• WHAT YOU ARE ASKED TO DO
Write the records below out again exactly as given, with no images.

• • • •

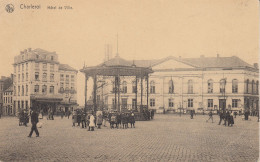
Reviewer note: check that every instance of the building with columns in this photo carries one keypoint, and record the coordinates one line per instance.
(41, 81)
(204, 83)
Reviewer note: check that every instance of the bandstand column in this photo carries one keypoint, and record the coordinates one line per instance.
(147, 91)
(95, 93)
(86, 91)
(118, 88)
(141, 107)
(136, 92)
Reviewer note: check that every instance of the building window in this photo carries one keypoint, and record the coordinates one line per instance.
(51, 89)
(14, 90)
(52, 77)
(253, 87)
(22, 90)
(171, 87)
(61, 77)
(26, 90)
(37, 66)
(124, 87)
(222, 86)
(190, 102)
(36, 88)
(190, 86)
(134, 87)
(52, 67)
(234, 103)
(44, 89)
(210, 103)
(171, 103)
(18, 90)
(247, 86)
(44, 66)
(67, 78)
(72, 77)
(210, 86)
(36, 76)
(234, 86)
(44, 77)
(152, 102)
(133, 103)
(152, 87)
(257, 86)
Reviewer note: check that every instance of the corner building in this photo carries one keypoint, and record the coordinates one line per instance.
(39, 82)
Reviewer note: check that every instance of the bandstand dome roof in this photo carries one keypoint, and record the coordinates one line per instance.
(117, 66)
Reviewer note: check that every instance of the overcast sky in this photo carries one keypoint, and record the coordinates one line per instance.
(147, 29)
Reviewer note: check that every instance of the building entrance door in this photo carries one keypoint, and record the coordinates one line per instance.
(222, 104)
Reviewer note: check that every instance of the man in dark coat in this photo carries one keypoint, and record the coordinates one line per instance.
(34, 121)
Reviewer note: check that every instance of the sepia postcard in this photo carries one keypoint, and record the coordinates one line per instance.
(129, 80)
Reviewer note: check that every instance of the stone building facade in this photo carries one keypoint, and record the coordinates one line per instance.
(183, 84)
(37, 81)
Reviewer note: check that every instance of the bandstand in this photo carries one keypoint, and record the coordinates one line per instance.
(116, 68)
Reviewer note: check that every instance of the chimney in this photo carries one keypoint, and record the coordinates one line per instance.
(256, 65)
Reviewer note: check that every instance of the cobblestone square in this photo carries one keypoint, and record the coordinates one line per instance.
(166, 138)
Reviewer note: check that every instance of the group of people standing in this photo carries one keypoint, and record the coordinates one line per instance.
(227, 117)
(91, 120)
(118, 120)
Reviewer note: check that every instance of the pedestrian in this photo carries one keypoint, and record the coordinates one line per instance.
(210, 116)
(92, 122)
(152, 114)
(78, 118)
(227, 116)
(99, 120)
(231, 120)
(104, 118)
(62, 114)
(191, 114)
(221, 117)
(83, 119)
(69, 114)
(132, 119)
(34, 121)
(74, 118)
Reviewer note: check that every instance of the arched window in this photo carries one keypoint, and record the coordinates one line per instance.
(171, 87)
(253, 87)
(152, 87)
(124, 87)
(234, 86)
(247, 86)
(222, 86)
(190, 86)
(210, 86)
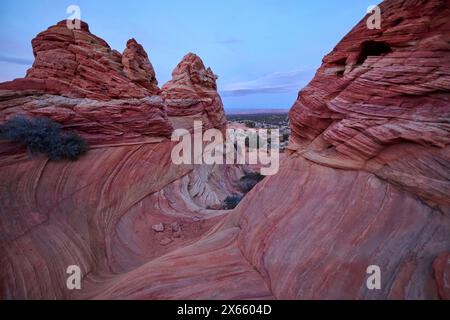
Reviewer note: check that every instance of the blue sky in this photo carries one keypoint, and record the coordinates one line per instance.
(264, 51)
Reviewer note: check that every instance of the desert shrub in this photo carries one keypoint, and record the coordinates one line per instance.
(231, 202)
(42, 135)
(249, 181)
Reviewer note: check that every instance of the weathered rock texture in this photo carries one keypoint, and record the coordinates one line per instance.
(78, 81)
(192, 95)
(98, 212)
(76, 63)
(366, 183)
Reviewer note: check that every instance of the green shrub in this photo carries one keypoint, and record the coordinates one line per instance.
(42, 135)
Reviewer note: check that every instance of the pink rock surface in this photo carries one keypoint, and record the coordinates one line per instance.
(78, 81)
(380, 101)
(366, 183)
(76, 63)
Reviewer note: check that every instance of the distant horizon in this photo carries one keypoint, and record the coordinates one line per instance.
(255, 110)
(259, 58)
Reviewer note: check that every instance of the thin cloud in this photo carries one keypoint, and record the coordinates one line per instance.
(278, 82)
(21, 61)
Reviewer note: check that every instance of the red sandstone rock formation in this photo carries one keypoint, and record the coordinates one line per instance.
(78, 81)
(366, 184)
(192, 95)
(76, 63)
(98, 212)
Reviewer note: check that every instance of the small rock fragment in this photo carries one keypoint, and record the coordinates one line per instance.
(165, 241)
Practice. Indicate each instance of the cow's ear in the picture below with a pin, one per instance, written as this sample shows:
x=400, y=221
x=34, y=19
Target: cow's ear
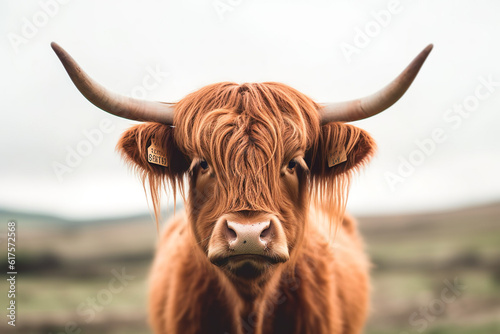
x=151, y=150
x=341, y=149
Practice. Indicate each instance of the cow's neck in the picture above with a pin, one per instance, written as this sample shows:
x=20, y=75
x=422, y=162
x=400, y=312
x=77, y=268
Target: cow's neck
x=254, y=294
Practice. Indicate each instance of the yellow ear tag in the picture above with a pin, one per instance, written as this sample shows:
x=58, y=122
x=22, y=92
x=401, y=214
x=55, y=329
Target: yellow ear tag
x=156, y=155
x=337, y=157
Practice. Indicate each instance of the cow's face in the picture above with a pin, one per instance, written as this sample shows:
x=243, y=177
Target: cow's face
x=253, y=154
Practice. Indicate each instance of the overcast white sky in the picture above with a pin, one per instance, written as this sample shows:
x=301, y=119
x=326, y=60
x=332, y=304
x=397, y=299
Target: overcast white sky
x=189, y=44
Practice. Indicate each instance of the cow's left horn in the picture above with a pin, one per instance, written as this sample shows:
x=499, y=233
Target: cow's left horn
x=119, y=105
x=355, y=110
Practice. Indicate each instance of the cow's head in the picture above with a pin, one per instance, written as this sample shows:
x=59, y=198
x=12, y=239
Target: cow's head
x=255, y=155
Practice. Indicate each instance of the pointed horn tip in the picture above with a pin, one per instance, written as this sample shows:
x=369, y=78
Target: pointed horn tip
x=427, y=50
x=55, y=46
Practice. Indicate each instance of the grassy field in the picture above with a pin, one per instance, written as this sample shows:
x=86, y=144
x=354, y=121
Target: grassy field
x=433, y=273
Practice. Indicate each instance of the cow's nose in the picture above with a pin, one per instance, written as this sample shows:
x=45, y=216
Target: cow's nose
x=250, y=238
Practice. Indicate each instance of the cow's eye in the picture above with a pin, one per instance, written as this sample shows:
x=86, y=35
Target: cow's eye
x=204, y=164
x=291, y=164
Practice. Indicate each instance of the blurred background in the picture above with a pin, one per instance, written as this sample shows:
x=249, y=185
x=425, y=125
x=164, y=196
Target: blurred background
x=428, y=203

• • • •

• TASK ANSWER
Reviewer note: check that every instance of the building with columns in this photo carries one keypoint, and record the coordinates one line per instance.
(41, 81)
(204, 83)
Reviewer note: check that every instance of the bandstand column in this photo carries one keypoint, and record the coordinates one line per instance.
(147, 91)
(95, 93)
(86, 91)
(118, 88)
(141, 107)
(136, 92)
Reviewer note: check that every instance of the building window in this photo carries one keypoint, and record the coordinates one line per instance.
(51, 89)
(14, 90)
(52, 77)
(253, 87)
(22, 90)
(171, 87)
(61, 77)
(26, 90)
(37, 66)
(124, 87)
(222, 86)
(190, 102)
(36, 88)
(190, 86)
(134, 87)
(52, 67)
(234, 103)
(44, 89)
(210, 103)
(171, 103)
(18, 90)
(247, 86)
(44, 66)
(67, 78)
(72, 77)
(210, 86)
(36, 76)
(234, 86)
(44, 77)
(152, 102)
(133, 103)
(152, 87)
(257, 86)
Reviewer note: check that every instance of the corner building in this photo carries one keypoint, and record the coordinates one line per instance.
(39, 82)
Reviewer note: check that every instance of the bandstand dome roof in this photo carries one keypoint, and record the coordinates one line per instance.
(117, 66)
Reviewer note: check that every instance of the overcast sky in this photo carries one keypoint, and record the coordinates one line per instance.
(147, 29)
Reviewer note: check that every instance of the building entrance door in this photo carries one keypoint, and record the coordinates one line per instance.
(222, 104)
Reviewer note: check that every instance of the man in dark coat in this photo carries one keypoint, and record the coordinates one line per instance.
(34, 121)
Reviewer note: check that every instance of the sepia postcard in this photo carries one keypoint, and record the coordinates one line per instance.
(129, 80)
Reviewer note: check that every instance of the stone building facade in this photo carries one keypoint, and record the coordinates one line per instance.
(183, 84)
(37, 81)
Reviewer note: check that every instance of the bandstand in this photo carries one keypoint, and record the coordinates one line per instance.
(116, 68)
Reviewer note: check that every instance of the chimney in this photo carries one keypoint, and record the coordinates one line per instance.
(256, 65)
Reviewer note: check that every instance of the cobblestone square in this photo carries one keypoint, and record the coordinates one line per instance.
(166, 138)
Reviewer note: check that every instance of the group of people standing in this photo carries one keypoint, and record the coordinates one line per instance.
(227, 117)
(91, 120)
(118, 120)
Reviewer note: check that every instance of the pedestrian in this photo carries one keypoint, and record the coordinates one line per instance.
(210, 116)
(92, 122)
(152, 114)
(78, 118)
(227, 116)
(99, 120)
(231, 120)
(104, 118)
(62, 114)
(191, 114)
(221, 117)
(83, 119)
(69, 114)
(132, 119)
(34, 121)
(74, 118)
Reviewer note: check that every instance of the arched window in this photo carries one keypoint, and record the coordinates one line per instance.
(171, 87)
(253, 87)
(152, 87)
(124, 87)
(234, 86)
(247, 86)
(222, 86)
(190, 86)
(210, 86)
Reviewer note: check that every instance of the blue sky in this photo carries one keypoint, and record the coordinates one line per instance.
(264, 51)
Reviewer note: check that every instance of the desert shrub in this photo carries one keypoint, and record the coordinates one line per instance.
(231, 202)
(42, 135)
(249, 181)
Reviewer note: check that every instance of the weathered rock texture in this photo carries one keypoint, and record the coordinates one line per instance.
(78, 81)
(192, 95)
(98, 212)
(76, 63)
(366, 183)
Reviewer note: check that every instance of the green shrub in this photo carries one keypoint, and record the coordinates one line per instance.
(42, 135)
Reviewer note: check that every instance of the pink rock surface in this photo carries one keypoint, and record the coordinates one line per instance.
(78, 81)
(380, 101)
(366, 183)
(76, 63)
Reviewer note: check that every instance of the distant horizon in this photo carries one keypoint, and record the coordinates one line per instance.
(255, 110)
(259, 58)
Reviewer note: check that every instance of the thin cloud in this photo carries one keypoint, and record the coordinates one line per instance.
(278, 82)
(21, 61)
Reviewer note: check that every instance of the red sandstone rock formation in this photo carries one keypoint, and record the coordinates one line per instance.
(78, 81)
(366, 184)
(192, 95)
(76, 63)
(98, 212)
Reviewer note: check that every instance of the small rock fragment in this photo carries one keypoint, and record the coordinates one line per instance.
(165, 241)
Practice. Indicate each instance of the cow's ear in the picture below with a pin, one per instance, written as this sample shows:
x=400, y=221
x=34, y=19
Target: cow's ear
x=151, y=150
x=341, y=149
Practice. Indicate each instance of the cow's neck in the picture above with a pin, one per instance, written as this sample shows:
x=20, y=75
x=422, y=162
x=400, y=312
x=77, y=268
Target: cow's neck
x=254, y=294
Practice. Indicate each instance of the yellow ear tag in the picture above with a pin, one per instance, written as this sample shows:
x=58, y=122
x=22, y=92
x=401, y=214
x=55, y=329
Target: yellow ear tag
x=156, y=155
x=337, y=157
Practice. Indicate each instance of the cow's face in the picture above with a pin, one per instance, written as this sample shows:
x=243, y=177
Target: cow's face
x=253, y=154
Practice. Indicate each instance of the overcast white sky in the picture above with a pin, one per instance, written as this sample shows:
x=301, y=119
x=326, y=60
x=332, y=304
x=397, y=299
Target: overcast white sky
x=189, y=44
Practice. Indicate each instance of the cow's left horn in the picture above with a pin, one per instance, written as this sample shows:
x=499, y=233
Target: cow's left horn
x=119, y=105
x=355, y=110
Practice. Indicate each instance of the cow's head in the picture above with a pin, one per instance, written as this sample shows:
x=59, y=198
x=12, y=239
Target: cow's head
x=255, y=155
Practice. Indicate each instance of the pointed horn tip in the picture above with a pin, one per instance, written as this sample shows:
x=369, y=78
Target: pointed horn tip
x=427, y=50
x=55, y=46
Practice. Indicate each instance of the grassy field in the picture above with a pin, one per instance, written as this sample shows:
x=86, y=144
x=354, y=121
Target: grassy field
x=433, y=273
Practice. Indicate each instance of the cow's nose in the picture above with a pin, one per instance, written as this sample shows:
x=45, y=216
Target: cow's nose
x=250, y=238
Practice. Indicate each instance of the cow's eye in the picture above with a pin, one per instance, written as this sample shows:
x=86, y=35
Target: cow's eye
x=204, y=164
x=291, y=164
Practice. Indicate each instance of the blurred background in the picture above with a pin, one per instance, written as this sample shows:
x=249, y=185
x=425, y=125
x=164, y=196
Target: blurred background
x=428, y=203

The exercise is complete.